_Work to do_
Rewrite the data below with every "Wildlife-tally tagging" changed to "Vehicle-part tagging" and everything else left unchanged.

(Collection entries)
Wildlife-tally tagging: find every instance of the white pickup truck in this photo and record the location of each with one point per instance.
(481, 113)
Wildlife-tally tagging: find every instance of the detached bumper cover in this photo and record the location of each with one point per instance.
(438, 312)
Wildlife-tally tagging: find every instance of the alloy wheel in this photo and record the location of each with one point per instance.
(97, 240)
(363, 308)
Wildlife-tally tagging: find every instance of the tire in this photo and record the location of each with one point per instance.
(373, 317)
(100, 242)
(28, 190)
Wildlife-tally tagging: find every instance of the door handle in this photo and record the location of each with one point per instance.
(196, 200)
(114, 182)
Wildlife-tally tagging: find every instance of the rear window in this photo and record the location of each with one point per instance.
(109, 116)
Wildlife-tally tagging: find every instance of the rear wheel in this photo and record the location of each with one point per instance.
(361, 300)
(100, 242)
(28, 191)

_Output of the exercise_
Vehicle-part tagging: find every instance of the white pickup truck in this photo and record the location of each with one point per instance.
(481, 113)
Vehicle-part tagging: find every instance of the detached bumper cover in this photo and record the location of each with one point per instance.
(438, 312)
Vehicle-part tagging: find every instance of the alloy wheel in this photo and record the location of each with one point per instance.
(97, 240)
(363, 308)
Vehicle-part tagging: find every instance of the tire in this photo and record the location of each with one point per instance.
(373, 317)
(100, 242)
(28, 190)
Vehicle-part tagging: find every instance of the door handle in this photo and record the location of each with one point per instance.
(196, 200)
(114, 182)
Vehicle-part tagging: find every instance of the rear window in this photo and record the location of each with one point per instance.
(109, 116)
Vehicle-part tagging: find every instance of the rear wheel in this photo and record the location of each with one point per instance.
(361, 300)
(100, 242)
(28, 191)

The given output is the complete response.